• **Your instructions**: Copy every line of the data exactly, keeping out any picture.

Extracted data entries
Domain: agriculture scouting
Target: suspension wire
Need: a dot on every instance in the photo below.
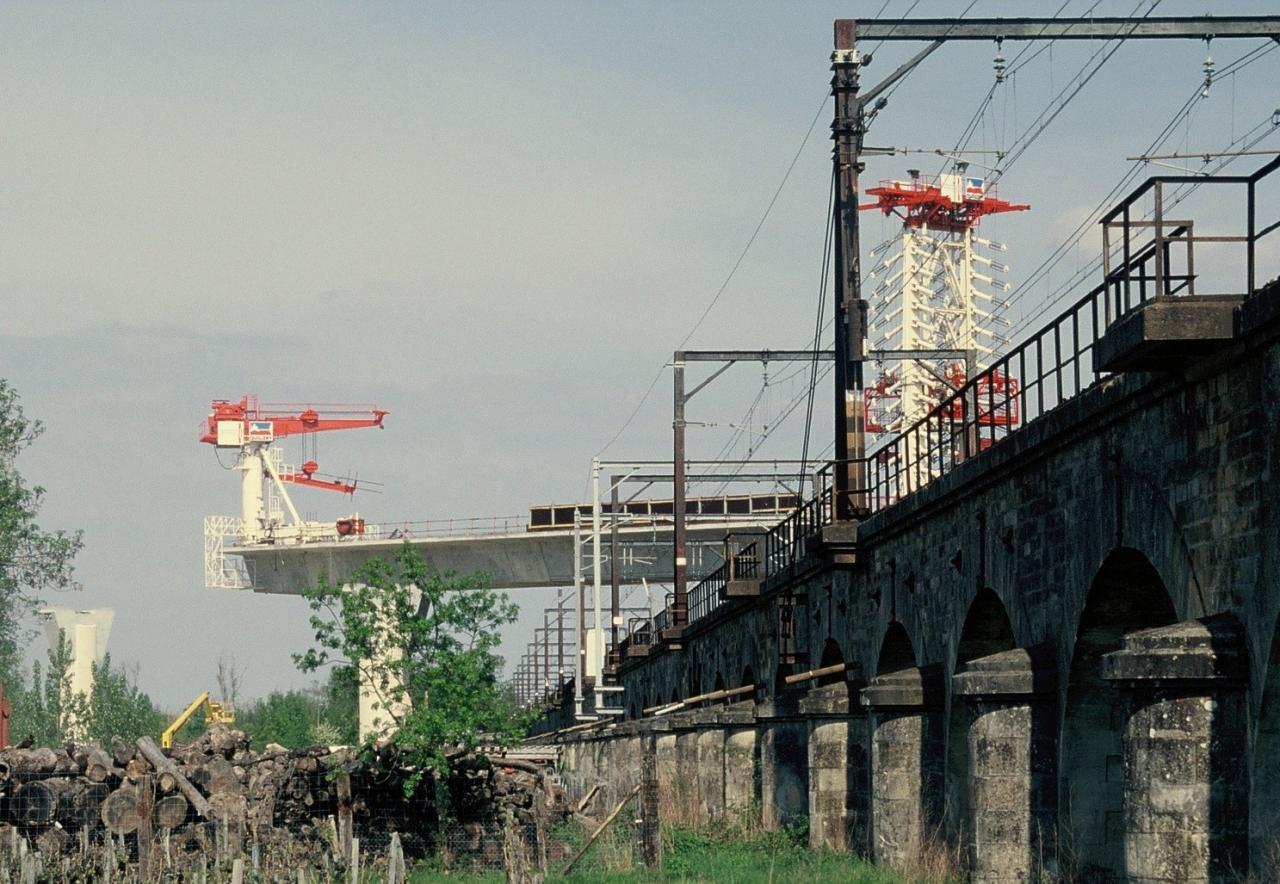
(728, 278)
(817, 329)
(1041, 122)
(1240, 63)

• **Output of the task**:
Domain: agriculture scouting
Target: suspension wire
Need: a dot on every instance in the photo below.
(728, 278)
(817, 329)
(1041, 122)
(1240, 63)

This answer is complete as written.